((
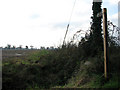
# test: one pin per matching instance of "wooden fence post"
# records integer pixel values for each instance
(105, 43)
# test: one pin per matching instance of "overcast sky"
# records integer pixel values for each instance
(44, 22)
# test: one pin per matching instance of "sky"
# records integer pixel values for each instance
(44, 22)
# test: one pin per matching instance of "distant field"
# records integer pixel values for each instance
(16, 53)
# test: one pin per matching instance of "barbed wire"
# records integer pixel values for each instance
(113, 30)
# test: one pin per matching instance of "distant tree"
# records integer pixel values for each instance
(42, 48)
(13, 47)
(31, 47)
(47, 47)
(8, 46)
(26, 47)
(51, 47)
(20, 47)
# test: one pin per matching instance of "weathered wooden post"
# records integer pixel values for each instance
(105, 43)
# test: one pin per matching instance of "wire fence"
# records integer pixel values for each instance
(113, 31)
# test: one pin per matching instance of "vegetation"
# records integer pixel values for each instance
(68, 66)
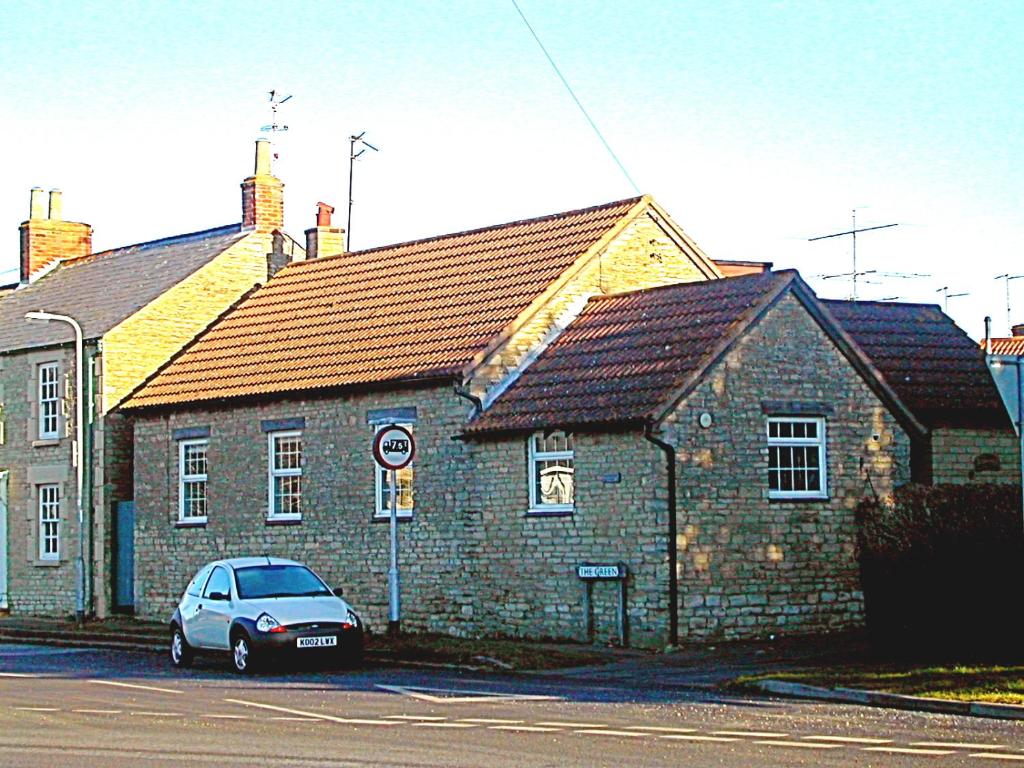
))
### WHAT THE TASK ASKS
Above are the records; give them all again exactly, apart from the pictures.

### RESPONSE
# test: one pin per matching instance of "wooden fence post"
# records integer pixel values for each instance
(105, 43)
# test: one pin per matching instance of "overcast sky"
# records integer pixel values for each instance
(44, 22)
# test: one pin per matching instance of "sky"
# records integer pixel values for each instance
(44, 22)
# test: one pin per matching instance of "distant field"
# records integer pixel values for each instance
(16, 53)
# test: one pin per matching instance of "barbed wire"
# records integer pixel values for each instance
(113, 30)
# test: one pin per matching instance of "distant tree"
# records integer pixel values for each instance
(42, 48)
(13, 47)
(31, 47)
(47, 47)
(8, 46)
(26, 47)
(51, 47)
(20, 47)
# test: one pin per matching instance of "weathered wooden post"
# records integer pixel values for each instance
(105, 43)
# test: one pin per matching instance of "wire fence"
# records integer pixel values for each instance
(113, 31)
# test: one pin per matching instance of "vegetation"
# records integer pixel values for each instance
(68, 66)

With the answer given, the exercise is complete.